■ Written instruction ■
Reproduce the lines that open with the one containing "Identify the position of each instance of the round" and close with the one containing "[(331, 296)]", changing "sticker" to "decal" wherever it occurs and leaving everything else unchanged. Return only those lines.
[start of Material provided]
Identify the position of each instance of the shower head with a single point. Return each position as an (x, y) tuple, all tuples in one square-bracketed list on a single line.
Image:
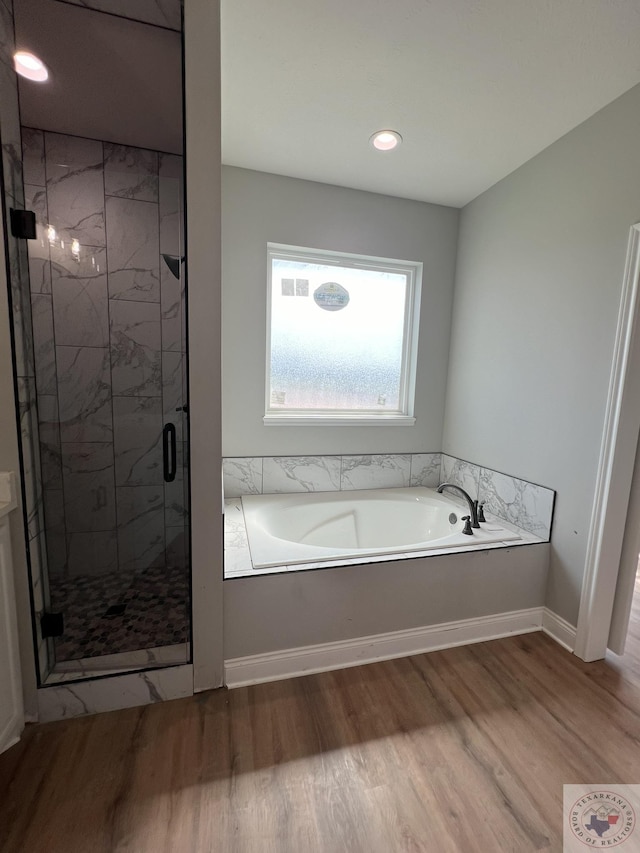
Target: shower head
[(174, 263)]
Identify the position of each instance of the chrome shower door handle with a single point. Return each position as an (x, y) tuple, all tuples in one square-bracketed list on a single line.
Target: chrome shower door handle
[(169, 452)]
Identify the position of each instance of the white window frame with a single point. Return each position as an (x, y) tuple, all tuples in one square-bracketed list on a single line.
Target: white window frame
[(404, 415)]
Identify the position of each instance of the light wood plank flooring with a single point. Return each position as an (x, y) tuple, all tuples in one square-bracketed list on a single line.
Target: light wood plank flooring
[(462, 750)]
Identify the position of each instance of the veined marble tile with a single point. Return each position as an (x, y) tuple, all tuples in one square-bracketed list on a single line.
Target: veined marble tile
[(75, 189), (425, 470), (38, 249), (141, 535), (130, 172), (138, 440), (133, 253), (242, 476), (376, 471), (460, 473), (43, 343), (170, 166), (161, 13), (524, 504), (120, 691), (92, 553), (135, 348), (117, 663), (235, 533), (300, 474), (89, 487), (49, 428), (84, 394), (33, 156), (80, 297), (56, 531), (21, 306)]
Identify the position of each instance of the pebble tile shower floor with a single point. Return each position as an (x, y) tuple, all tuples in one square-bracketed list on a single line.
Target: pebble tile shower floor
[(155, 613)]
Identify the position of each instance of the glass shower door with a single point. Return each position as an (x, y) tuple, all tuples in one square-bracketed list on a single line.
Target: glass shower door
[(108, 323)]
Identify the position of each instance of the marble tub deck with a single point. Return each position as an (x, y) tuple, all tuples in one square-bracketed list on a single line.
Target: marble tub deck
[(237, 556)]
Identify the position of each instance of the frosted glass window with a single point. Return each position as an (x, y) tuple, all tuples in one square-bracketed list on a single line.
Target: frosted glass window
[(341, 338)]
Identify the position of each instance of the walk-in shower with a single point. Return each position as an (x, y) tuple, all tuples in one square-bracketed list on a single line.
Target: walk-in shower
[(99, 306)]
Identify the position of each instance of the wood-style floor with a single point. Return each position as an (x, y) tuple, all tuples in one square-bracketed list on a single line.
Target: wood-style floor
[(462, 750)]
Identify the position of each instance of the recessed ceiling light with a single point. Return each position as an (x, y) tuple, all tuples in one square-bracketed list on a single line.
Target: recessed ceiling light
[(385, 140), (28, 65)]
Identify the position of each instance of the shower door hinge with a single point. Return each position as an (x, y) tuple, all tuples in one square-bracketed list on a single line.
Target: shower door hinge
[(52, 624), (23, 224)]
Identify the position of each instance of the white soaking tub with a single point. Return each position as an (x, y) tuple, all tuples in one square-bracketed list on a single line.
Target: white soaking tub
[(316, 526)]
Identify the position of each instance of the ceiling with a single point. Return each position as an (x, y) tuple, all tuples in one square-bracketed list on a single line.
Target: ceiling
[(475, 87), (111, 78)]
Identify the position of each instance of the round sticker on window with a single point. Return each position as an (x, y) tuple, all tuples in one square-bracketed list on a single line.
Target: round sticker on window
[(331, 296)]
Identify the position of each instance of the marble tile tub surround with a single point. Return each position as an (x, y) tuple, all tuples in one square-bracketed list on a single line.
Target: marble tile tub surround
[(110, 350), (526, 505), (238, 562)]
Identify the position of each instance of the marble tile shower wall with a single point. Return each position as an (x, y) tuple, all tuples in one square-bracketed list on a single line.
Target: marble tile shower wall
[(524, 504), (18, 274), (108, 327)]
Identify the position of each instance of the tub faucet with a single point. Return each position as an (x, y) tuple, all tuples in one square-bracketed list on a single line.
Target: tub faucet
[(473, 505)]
[end of Material provided]
■ Written response ■
Identify the position of each instance of the round decal on window with a single point. Return each position as an (x, y) tuple, all tuples in one square-bracketed list on a single line.
Target: round decal on window
[(331, 296)]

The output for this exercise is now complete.